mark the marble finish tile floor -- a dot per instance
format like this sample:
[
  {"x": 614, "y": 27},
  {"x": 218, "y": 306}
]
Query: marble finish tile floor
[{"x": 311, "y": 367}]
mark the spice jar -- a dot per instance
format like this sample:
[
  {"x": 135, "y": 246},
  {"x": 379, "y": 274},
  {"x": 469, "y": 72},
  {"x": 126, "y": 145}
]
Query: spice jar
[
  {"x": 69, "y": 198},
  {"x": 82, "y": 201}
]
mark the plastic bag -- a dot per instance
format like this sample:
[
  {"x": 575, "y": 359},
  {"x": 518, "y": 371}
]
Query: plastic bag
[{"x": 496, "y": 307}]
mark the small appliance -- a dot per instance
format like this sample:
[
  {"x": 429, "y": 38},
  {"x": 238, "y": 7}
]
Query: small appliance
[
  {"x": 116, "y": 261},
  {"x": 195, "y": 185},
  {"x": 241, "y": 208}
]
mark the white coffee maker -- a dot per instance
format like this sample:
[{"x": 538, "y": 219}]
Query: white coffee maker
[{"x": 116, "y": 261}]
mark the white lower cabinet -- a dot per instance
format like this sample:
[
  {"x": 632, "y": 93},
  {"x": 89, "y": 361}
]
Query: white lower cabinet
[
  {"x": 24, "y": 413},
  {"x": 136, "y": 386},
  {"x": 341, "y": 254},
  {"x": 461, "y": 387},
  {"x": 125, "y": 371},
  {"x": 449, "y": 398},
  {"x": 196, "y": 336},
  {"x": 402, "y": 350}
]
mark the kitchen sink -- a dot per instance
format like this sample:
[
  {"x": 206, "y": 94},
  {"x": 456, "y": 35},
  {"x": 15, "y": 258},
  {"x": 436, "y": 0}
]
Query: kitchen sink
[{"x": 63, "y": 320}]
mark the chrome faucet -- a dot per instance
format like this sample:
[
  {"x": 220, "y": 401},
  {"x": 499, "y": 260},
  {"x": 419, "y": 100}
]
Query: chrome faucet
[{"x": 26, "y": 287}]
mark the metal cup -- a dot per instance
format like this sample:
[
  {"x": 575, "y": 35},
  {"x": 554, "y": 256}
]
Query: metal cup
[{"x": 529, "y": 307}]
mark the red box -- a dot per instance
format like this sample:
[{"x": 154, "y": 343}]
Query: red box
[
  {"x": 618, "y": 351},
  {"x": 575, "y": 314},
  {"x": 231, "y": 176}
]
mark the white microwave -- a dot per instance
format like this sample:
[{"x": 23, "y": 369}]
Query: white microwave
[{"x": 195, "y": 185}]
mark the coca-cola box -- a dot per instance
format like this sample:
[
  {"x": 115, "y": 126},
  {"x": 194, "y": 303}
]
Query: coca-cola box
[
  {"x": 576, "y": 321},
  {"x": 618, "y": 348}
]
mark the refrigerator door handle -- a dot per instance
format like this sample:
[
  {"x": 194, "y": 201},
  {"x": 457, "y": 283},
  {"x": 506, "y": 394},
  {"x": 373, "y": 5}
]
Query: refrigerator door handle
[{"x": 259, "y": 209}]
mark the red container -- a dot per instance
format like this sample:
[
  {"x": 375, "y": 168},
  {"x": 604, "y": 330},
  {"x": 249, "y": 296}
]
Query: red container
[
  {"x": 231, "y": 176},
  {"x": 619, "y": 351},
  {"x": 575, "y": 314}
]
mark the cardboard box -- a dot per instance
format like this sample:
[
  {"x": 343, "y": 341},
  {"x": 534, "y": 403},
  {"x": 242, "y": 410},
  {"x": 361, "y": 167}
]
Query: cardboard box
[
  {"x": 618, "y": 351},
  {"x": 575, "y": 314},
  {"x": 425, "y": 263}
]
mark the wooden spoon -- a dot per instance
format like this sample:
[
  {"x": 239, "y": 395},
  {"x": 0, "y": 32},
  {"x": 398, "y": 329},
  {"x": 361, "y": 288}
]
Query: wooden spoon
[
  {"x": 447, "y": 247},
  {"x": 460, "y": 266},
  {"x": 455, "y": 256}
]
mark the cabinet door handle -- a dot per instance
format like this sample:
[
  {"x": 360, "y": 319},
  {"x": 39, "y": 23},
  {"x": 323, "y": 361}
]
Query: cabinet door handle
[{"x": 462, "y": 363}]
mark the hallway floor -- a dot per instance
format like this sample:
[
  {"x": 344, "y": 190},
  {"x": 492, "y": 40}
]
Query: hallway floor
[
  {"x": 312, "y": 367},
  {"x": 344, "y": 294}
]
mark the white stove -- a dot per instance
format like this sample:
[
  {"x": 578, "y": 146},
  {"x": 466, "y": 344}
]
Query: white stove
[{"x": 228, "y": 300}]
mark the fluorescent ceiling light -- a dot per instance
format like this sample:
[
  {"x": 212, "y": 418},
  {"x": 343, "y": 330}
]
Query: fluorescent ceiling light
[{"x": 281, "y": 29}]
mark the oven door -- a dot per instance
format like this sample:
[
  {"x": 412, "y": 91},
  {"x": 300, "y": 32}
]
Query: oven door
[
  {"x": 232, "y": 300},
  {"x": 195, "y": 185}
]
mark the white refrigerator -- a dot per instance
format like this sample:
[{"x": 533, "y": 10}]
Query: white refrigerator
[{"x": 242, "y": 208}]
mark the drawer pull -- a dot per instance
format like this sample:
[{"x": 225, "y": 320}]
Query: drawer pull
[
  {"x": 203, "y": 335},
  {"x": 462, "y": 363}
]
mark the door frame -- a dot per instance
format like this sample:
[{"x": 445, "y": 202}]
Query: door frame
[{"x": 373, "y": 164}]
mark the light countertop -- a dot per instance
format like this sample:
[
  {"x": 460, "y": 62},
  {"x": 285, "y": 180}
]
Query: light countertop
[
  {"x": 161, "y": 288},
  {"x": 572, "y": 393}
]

> **REQUIRED TASK**
Extract the listing in its entirety, matching it exactly.

> **REPLY TO THE TASK**
mark the marble finish tile floor -- a dot per instance
format like this sample:
[
  {"x": 614, "y": 27},
  {"x": 218, "y": 306}
]
Query: marble finish tile floor
[{"x": 311, "y": 367}]
mark the spice jar -- a dot per instance
format like this sample:
[
  {"x": 135, "y": 246},
  {"x": 379, "y": 274},
  {"x": 469, "y": 72},
  {"x": 126, "y": 145}
]
Query: spice jar
[
  {"x": 69, "y": 198},
  {"x": 82, "y": 201}
]
mark the plastic bag -- a dot per instance
format like this sample:
[
  {"x": 575, "y": 359},
  {"x": 518, "y": 371}
]
Query: plastic bag
[{"x": 496, "y": 307}]
mark the small appliance -- a dot per instance
format like this sample:
[
  {"x": 429, "y": 38},
  {"x": 238, "y": 7}
]
Query: small appliance
[
  {"x": 116, "y": 261},
  {"x": 195, "y": 185},
  {"x": 241, "y": 208}
]
mark the white coffee maker -- a dot per instance
format like this sample:
[{"x": 538, "y": 219}]
Query: white coffee maker
[{"x": 116, "y": 261}]
mark the white lower cabinet -- a dot per instance
format like this sample:
[
  {"x": 632, "y": 93},
  {"x": 89, "y": 361}
]
Query: white lower cabinet
[
  {"x": 24, "y": 413},
  {"x": 136, "y": 386},
  {"x": 341, "y": 254},
  {"x": 461, "y": 387},
  {"x": 125, "y": 371},
  {"x": 449, "y": 398},
  {"x": 196, "y": 336},
  {"x": 402, "y": 350}
]
mark the kitchen sink -- a dot per instance
format like this sample:
[
  {"x": 206, "y": 94},
  {"x": 456, "y": 35},
  {"x": 15, "y": 258},
  {"x": 436, "y": 0}
]
Query: kitchen sink
[{"x": 63, "y": 320}]
mark the chrome faucet -- a dot per instance
format like this sample:
[
  {"x": 220, "y": 401},
  {"x": 499, "y": 260},
  {"x": 419, "y": 100}
]
Query: chrome faucet
[{"x": 26, "y": 287}]
mark the metal cup -- a dot per instance
format like this sample:
[
  {"x": 575, "y": 35},
  {"x": 554, "y": 256}
]
Query: metal cup
[{"x": 529, "y": 307}]
mark the red box -- a dot per instance
format like this sample:
[{"x": 154, "y": 343}]
Query: red box
[
  {"x": 618, "y": 351},
  {"x": 575, "y": 314},
  {"x": 231, "y": 176}
]
mark the white microwave -- a dot per instance
format like this sample:
[{"x": 23, "y": 369}]
Query: white microwave
[{"x": 195, "y": 185}]
mark the coca-cola box -- a dot per instance
format like this sample:
[
  {"x": 115, "y": 126},
  {"x": 194, "y": 303}
]
Query: coca-cola box
[
  {"x": 576, "y": 321},
  {"x": 618, "y": 348}
]
mark the refrigerator door handle -- a dot per instance
format like this sample:
[
  {"x": 194, "y": 201},
  {"x": 457, "y": 283},
  {"x": 506, "y": 394},
  {"x": 373, "y": 5}
]
Query: refrigerator door handle
[{"x": 259, "y": 209}]
mark the red container -- a dot per instance
format like this sample:
[
  {"x": 375, "y": 168},
  {"x": 604, "y": 330},
  {"x": 249, "y": 296}
]
Query: red container
[
  {"x": 231, "y": 176},
  {"x": 619, "y": 351},
  {"x": 575, "y": 314}
]
mark the cardboard box -- a dot per instance
format like this sample:
[
  {"x": 343, "y": 341},
  {"x": 534, "y": 403},
  {"x": 242, "y": 410},
  {"x": 361, "y": 167}
]
Query: cardboard box
[
  {"x": 618, "y": 351},
  {"x": 575, "y": 314},
  {"x": 425, "y": 263}
]
mark the wooden spoon -- a dot per instance
format like this sample:
[
  {"x": 239, "y": 395},
  {"x": 0, "y": 32},
  {"x": 398, "y": 329},
  {"x": 361, "y": 288}
]
Query: wooden spoon
[
  {"x": 447, "y": 247},
  {"x": 460, "y": 266},
  {"x": 455, "y": 256}
]
mark the cabinet door handle -- a dot per instance
format like this sample:
[
  {"x": 360, "y": 319},
  {"x": 39, "y": 23},
  {"x": 323, "y": 361}
]
Query: cabinet door handle
[{"x": 462, "y": 363}]
mark the hallway floor -- a dot per instance
format like this sample:
[
  {"x": 344, "y": 190},
  {"x": 492, "y": 40}
]
Query: hallway floor
[
  {"x": 312, "y": 367},
  {"x": 344, "y": 294}
]
mark the white stove -- a dot per instance
format like this sample:
[
  {"x": 578, "y": 146},
  {"x": 466, "y": 344}
]
Query: white stove
[{"x": 228, "y": 300}]
mark the fluorescent ceiling light -- a dot per instance
format like this sample:
[
  {"x": 212, "y": 418},
  {"x": 343, "y": 330}
]
Query: fluorescent ceiling light
[{"x": 281, "y": 29}]
mark the oven door -- a dot per instance
format like this sample:
[
  {"x": 412, "y": 91},
  {"x": 300, "y": 32}
]
Query: oven door
[
  {"x": 232, "y": 300},
  {"x": 195, "y": 185}
]
mark the white refrigerator -- a dot per instance
format like this sample:
[{"x": 533, "y": 10}]
Query: white refrigerator
[{"x": 242, "y": 208}]
mark the drawer pull -- a dot per instance
format like this sample:
[{"x": 225, "y": 320}]
Query: drawer pull
[
  {"x": 203, "y": 335},
  {"x": 462, "y": 363}
]
mark the door frame -- a dot per instance
format like this sample:
[{"x": 445, "y": 202}]
Query: door frame
[{"x": 373, "y": 164}]
mark the light countertop -- a dot per instance
format like this sample:
[
  {"x": 460, "y": 62},
  {"x": 285, "y": 180}
]
Query: light countertop
[
  {"x": 161, "y": 288},
  {"x": 572, "y": 393}
]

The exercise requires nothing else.